(Records contained in a dataset)
____

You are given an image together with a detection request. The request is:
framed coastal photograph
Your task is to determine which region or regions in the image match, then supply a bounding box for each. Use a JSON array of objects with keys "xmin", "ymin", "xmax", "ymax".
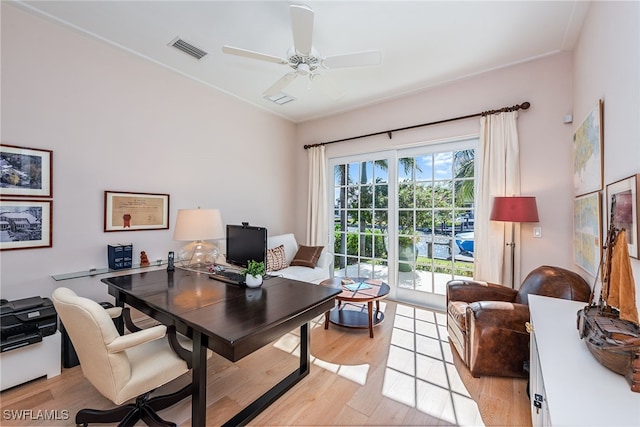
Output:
[
  {"xmin": 0, "ymin": 199, "xmax": 52, "ymax": 251},
  {"xmin": 104, "ymin": 191, "xmax": 170, "ymax": 232},
  {"xmin": 573, "ymin": 100, "xmax": 603, "ymax": 196},
  {"xmin": 0, "ymin": 144, "xmax": 53, "ymax": 198},
  {"xmin": 573, "ymin": 191, "xmax": 602, "ymax": 276},
  {"xmin": 606, "ymin": 174, "xmax": 639, "ymax": 259}
]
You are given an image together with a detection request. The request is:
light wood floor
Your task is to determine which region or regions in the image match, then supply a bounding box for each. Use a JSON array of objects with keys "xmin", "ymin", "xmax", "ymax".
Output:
[{"xmin": 0, "ymin": 300, "xmax": 532, "ymax": 426}]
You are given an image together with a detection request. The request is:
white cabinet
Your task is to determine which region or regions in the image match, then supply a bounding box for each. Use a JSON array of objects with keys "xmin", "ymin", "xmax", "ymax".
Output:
[
  {"xmin": 528, "ymin": 295, "xmax": 640, "ymax": 426},
  {"xmin": 529, "ymin": 328, "xmax": 552, "ymax": 426},
  {"xmin": 1, "ymin": 332, "xmax": 61, "ymax": 391}
]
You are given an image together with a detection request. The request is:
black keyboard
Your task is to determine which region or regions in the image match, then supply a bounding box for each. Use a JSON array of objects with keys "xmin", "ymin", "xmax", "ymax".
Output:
[{"xmin": 209, "ymin": 270, "xmax": 245, "ymax": 285}]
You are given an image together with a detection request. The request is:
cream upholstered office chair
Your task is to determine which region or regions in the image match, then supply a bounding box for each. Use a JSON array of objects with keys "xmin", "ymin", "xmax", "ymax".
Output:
[{"xmin": 52, "ymin": 287, "xmax": 207, "ymax": 427}]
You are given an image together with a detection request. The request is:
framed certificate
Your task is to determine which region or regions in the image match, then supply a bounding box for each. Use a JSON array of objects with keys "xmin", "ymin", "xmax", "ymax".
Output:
[{"xmin": 104, "ymin": 191, "xmax": 170, "ymax": 232}]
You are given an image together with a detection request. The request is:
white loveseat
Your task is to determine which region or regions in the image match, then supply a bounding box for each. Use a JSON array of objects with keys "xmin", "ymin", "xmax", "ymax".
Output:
[{"xmin": 266, "ymin": 233, "xmax": 332, "ymax": 284}]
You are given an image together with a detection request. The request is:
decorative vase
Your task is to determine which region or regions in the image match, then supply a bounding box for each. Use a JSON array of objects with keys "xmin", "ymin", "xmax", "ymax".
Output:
[{"xmin": 245, "ymin": 274, "xmax": 263, "ymax": 288}]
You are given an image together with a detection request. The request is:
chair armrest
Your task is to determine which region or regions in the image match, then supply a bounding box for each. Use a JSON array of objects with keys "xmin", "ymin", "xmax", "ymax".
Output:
[
  {"xmin": 447, "ymin": 280, "xmax": 518, "ymax": 303},
  {"xmin": 105, "ymin": 306, "xmax": 123, "ymax": 318},
  {"xmin": 167, "ymin": 325, "xmax": 193, "ymax": 368},
  {"xmin": 106, "ymin": 324, "xmax": 167, "ymax": 353},
  {"xmin": 106, "ymin": 306, "xmax": 143, "ymax": 332},
  {"xmin": 467, "ymin": 301, "xmax": 530, "ymax": 332},
  {"xmin": 466, "ymin": 301, "xmax": 531, "ymax": 377}
]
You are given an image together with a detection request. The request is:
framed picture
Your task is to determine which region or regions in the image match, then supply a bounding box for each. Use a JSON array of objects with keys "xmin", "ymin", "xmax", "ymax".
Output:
[
  {"xmin": 606, "ymin": 174, "xmax": 639, "ymax": 259},
  {"xmin": 0, "ymin": 144, "xmax": 53, "ymax": 198},
  {"xmin": 573, "ymin": 191, "xmax": 602, "ymax": 276},
  {"xmin": 573, "ymin": 99, "xmax": 603, "ymax": 196},
  {"xmin": 0, "ymin": 199, "xmax": 52, "ymax": 251},
  {"xmin": 104, "ymin": 191, "xmax": 169, "ymax": 232}
]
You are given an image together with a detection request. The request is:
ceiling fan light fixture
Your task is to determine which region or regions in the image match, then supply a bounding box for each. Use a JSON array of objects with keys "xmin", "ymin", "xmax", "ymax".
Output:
[
  {"xmin": 297, "ymin": 63, "xmax": 311, "ymax": 75},
  {"xmin": 221, "ymin": 4, "xmax": 380, "ymax": 101}
]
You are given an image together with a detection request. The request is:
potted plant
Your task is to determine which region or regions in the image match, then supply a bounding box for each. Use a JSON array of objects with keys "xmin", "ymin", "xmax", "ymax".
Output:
[
  {"xmin": 398, "ymin": 232, "xmax": 417, "ymax": 272},
  {"xmin": 243, "ymin": 259, "xmax": 265, "ymax": 288}
]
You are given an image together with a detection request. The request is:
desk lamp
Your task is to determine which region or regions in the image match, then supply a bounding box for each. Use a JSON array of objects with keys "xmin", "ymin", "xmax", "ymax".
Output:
[
  {"xmin": 490, "ymin": 196, "xmax": 539, "ymax": 288},
  {"xmin": 173, "ymin": 208, "xmax": 224, "ymax": 268}
]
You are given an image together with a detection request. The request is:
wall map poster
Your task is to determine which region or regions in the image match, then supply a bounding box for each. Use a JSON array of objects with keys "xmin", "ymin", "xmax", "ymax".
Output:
[
  {"xmin": 104, "ymin": 191, "xmax": 169, "ymax": 232},
  {"xmin": 573, "ymin": 192, "xmax": 601, "ymax": 276},
  {"xmin": 573, "ymin": 100, "xmax": 603, "ymax": 196}
]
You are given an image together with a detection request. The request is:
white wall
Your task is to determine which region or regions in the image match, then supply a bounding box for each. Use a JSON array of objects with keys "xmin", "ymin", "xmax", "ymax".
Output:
[
  {"xmin": 294, "ymin": 1, "xmax": 640, "ymax": 307},
  {"xmin": 572, "ymin": 1, "xmax": 640, "ymax": 307},
  {"xmin": 1, "ymin": 4, "xmax": 297, "ymax": 301},
  {"xmin": 295, "ymin": 53, "xmax": 575, "ymax": 285},
  {"xmin": 3, "ymin": 1, "xmax": 638, "ymax": 308}
]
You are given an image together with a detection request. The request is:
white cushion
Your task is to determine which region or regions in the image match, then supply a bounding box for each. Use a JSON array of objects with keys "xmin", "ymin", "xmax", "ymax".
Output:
[
  {"xmin": 267, "ymin": 233, "xmax": 299, "ymax": 265},
  {"xmin": 266, "ymin": 234, "xmax": 333, "ymax": 284}
]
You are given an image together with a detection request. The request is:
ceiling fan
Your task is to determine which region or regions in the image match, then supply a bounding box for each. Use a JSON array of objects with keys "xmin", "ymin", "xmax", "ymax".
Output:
[{"xmin": 222, "ymin": 4, "xmax": 381, "ymax": 99}]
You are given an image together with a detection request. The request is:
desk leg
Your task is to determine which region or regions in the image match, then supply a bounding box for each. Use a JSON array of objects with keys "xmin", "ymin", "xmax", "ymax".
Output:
[
  {"xmin": 367, "ymin": 301, "xmax": 374, "ymax": 338},
  {"xmin": 222, "ymin": 322, "xmax": 311, "ymax": 427},
  {"xmin": 300, "ymin": 322, "xmax": 310, "ymax": 373},
  {"xmin": 192, "ymin": 331, "xmax": 208, "ymax": 427}
]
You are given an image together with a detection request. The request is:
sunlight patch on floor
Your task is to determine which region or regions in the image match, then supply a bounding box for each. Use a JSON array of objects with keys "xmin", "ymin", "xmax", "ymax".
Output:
[
  {"xmin": 382, "ymin": 368, "xmax": 416, "ymax": 407},
  {"xmin": 271, "ymin": 316, "xmax": 371, "ymax": 385},
  {"xmin": 273, "ymin": 332, "xmax": 300, "ymax": 355},
  {"xmin": 270, "ymin": 301, "xmax": 483, "ymax": 426},
  {"xmin": 384, "ymin": 304, "xmax": 485, "ymax": 426},
  {"xmin": 336, "ymin": 363, "xmax": 370, "ymax": 385},
  {"xmin": 416, "ymin": 380, "xmax": 456, "ymax": 423}
]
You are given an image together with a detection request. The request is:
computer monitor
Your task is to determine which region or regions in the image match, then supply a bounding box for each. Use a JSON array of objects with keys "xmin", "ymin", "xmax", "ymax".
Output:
[{"xmin": 225, "ymin": 224, "xmax": 267, "ymax": 269}]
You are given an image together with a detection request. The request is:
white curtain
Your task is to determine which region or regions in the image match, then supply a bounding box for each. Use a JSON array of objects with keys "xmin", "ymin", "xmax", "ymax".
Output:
[
  {"xmin": 474, "ymin": 111, "xmax": 521, "ymax": 285},
  {"xmin": 306, "ymin": 145, "xmax": 328, "ymax": 246}
]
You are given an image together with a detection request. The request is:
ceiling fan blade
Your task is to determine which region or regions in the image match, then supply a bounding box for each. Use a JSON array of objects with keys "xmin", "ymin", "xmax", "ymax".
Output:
[
  {"xmin": 323, "ymin": 50, "xmax": 382, "ymax": 69},
  {"xmin": 290, "ymin": 5, "xmax": 314, "ymax": 56},
  {"xmin": 312, "ymin": 73, "xmax": 345, "ymax": 101},
  {"xmin": 264, "ymin": 73, "xmax": 298, "ymax": 97},
  {"xmin": 222, "ymin": 45, "xmax": 287, "ymax": 65}
]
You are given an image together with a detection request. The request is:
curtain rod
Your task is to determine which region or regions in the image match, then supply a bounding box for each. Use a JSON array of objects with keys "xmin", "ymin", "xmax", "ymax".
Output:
[{"xmin": 303, "ymin": 101, "xmax": 530, "ymax": 149}]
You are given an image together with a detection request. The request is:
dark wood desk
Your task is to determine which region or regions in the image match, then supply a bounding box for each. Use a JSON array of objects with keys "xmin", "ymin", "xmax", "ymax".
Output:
[{"xmin": 101, "ymin": 269, "xmax": 340, "ymax": 426}]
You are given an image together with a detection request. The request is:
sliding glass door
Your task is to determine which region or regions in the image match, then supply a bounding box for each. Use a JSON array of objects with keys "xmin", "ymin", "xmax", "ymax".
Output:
[
  {"xmin": 395, "ymin": 142, "xmax": 476, "ymax": 307},
  {"xmin": 333, "ymin": 155, "xmax": 392, "ymax": 284},
  {"xmin": 330, "ymin": 138, "xmax": 477, "ymax": 309}
]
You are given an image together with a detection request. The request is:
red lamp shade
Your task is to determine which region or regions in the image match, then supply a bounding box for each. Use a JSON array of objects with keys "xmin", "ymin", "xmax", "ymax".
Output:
[{"xmin": 490, "ymin": 196, "xmax": 539, "ymax": 223}]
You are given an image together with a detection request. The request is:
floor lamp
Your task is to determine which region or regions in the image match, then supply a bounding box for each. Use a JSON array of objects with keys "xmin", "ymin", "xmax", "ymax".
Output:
[{"xmin": 490, "ymin": 196, "xmax": 539, "ymax": 288}]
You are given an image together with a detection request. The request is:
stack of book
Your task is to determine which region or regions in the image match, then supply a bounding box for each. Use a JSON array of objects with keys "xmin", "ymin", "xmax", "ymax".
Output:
[{"xmin": 108, "ymin": 244, "xmax": 133, "ymax": 270}]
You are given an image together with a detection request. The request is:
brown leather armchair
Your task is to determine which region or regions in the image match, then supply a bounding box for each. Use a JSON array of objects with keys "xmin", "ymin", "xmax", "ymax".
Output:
[{"xmin": 447, "ymin": 265, "xmax": 591, "ymax": 378}]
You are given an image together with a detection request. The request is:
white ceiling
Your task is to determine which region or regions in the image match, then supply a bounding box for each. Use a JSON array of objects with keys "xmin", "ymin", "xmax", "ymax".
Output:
[{"xmin": 13, "ymin": 1, "xmax": 590, "ymax": 123}]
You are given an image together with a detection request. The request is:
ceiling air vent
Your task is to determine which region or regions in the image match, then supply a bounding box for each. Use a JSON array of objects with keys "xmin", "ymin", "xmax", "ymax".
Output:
[
  {"xmin": 264, "ymin": 93, "xmax": 296, "ymax": 105},
  {"xmin": 169, "ymin": 37, "xmax": 208, "ymax": 60}
]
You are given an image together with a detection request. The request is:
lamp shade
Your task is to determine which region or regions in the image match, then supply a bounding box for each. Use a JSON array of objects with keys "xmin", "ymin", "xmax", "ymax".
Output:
[
  {"xmin": 173, "ymin": 208, "xmax": 224, "ymax": 241},
  {"xmin": 490, "ymin": 196, "xmax": 539, "ymax": 223}
]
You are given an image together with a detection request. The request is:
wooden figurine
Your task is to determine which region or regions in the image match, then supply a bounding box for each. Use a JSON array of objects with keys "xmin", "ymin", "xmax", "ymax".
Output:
[{"xmin": 140, "ymin": 251, "xmax": 150, "ymax": 267}]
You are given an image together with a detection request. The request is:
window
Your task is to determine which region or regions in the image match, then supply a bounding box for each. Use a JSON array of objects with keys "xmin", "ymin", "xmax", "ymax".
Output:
[
  {"xmin": 330, "ymin": 138, "xmax": 477, "ymax": 307},
  {"xmin": 333, "ymin": 159, "xmax": 390, "ymax": 283}
]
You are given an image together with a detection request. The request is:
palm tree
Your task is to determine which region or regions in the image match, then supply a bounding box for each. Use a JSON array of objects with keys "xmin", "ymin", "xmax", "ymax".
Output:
[
  {"xmin": 454, "ymin": 149, "xmax": 475, "ymax": 205},
  {"xmin": 333, "ymin": 158, "xmax": 417, "ymax": 271}
]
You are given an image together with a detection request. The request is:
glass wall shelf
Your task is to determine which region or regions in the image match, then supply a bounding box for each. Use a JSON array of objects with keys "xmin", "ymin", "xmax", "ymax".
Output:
[{"xmin": 52, "ymin": 259, "xmax": 167, "ymax": 281}]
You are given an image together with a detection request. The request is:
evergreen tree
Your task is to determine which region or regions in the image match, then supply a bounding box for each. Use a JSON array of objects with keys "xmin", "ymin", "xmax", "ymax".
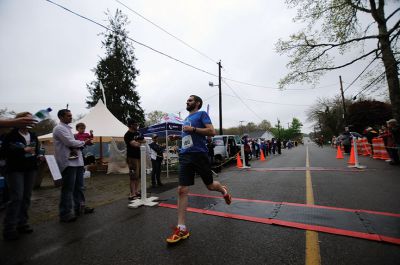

____

Each line containing the word "framed" needs to be copied from the data above.

framed coastal photograph
framed certificate
framed picture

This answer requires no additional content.